**Текст для чтения**
--------------------------------

АК: Вы собираетесь и дальше снимать кино политически?

РК: Есть большая проблема подростковой преступности в Европе. Непонятно, надо ли заступиться или отойти в сторону? В какой-то момент я подумал, что политическая дилемма должна быть на первом месте, но потом смешал ее с любовной линией, иначе это был бы сплошной морализм. Я играл с разными версиями сценария и на какое-то время потерял свою цель, но потом дал свои тексты почитать двум друзьям, и они вернули меня к изначальному варианту, где было и то, и другое. Это был микс из правильных ингредиентов. Мне интересен современный мир, потому что я могу соотнести его с собой, найти в себе столько тем, например, интернет-зависимость. Одиночество — это самая большая проблема, мир становится абсолютно технологичным. Люди теряют связь друг с другом, но переписка нас немного связывает обратно. Хотя все смотрят в свои телефоны целый день и, наверное, нужно сделать приложение «Свобода от интернета». В этом смысле в Москве и в Цюрихе ситуация абсолютно одинаковая.

АК: Кажется, все это уже существует, но что-то новое все равно должно появляться каждый день.

--------------------------------

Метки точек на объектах

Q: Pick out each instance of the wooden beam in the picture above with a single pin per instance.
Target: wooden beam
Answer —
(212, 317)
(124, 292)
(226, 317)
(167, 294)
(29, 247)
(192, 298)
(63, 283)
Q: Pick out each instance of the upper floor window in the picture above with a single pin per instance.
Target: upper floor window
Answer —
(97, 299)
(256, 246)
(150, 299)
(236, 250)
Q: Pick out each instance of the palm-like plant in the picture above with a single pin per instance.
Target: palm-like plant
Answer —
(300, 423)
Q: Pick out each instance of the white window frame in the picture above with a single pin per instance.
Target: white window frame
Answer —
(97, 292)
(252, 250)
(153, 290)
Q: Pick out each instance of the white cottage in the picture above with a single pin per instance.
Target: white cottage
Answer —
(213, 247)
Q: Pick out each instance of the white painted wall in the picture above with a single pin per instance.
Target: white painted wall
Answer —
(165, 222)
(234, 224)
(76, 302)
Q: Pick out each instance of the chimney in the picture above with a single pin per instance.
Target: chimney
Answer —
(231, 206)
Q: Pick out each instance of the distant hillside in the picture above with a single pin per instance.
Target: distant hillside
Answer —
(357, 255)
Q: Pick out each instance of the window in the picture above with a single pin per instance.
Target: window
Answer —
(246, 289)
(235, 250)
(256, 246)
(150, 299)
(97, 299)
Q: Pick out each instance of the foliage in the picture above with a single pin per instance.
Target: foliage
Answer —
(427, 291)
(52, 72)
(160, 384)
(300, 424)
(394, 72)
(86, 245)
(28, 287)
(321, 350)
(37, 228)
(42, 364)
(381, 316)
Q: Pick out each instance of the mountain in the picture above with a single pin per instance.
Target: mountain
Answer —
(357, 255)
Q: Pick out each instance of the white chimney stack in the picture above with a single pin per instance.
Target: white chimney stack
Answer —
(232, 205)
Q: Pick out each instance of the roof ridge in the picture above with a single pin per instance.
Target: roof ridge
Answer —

--------------------------------

**Задание 1**
Ответьте по тексту интервью на три вопроса:
(а) Какую большую проблему в Европе называет РК?
(б) Кто вернул РК к изначальному варианту сценария?
(в) В каких двух городах, по словам РК, ситуация абсолютно одинаковая?
**Задание 2**
Напишите продолжение интервью о кино и современном мире, начав сразу после последней реплики АК.

**Ожидаемый ответ 1**
(а) Подростковую преступность.
(б) Двое друзей, которым он дал почитать свои тексты.
(в) В Москве и в Цюрихе.

**Ожидаемый ответ 2**
РК: Большой страх будущего витает в воздухе, крупный бизнес разных религий набирает обороты. В этой индустрии крутится не меньше денег, чем в порно-индустрии. Людям нужна защита и утешение, и они реально в это верят, это не обман. Так что действие моего следующего фильма тоже вращается вокруг реальной ситуации в обществе.

АК: Мне кажется, какая-то изначальная травма на это влияет. И возможно, в европейском обществе это травма отсутствия травмы. И растворение католических ценностей в современном мире тоже может быть травмой взросления в технократическом мире.

РК: Я согласен в одном: пляж в Майами, где мой друг не хотел спасти меня от солнечного ожога, — это была травма. И это очень автобиографичное кино.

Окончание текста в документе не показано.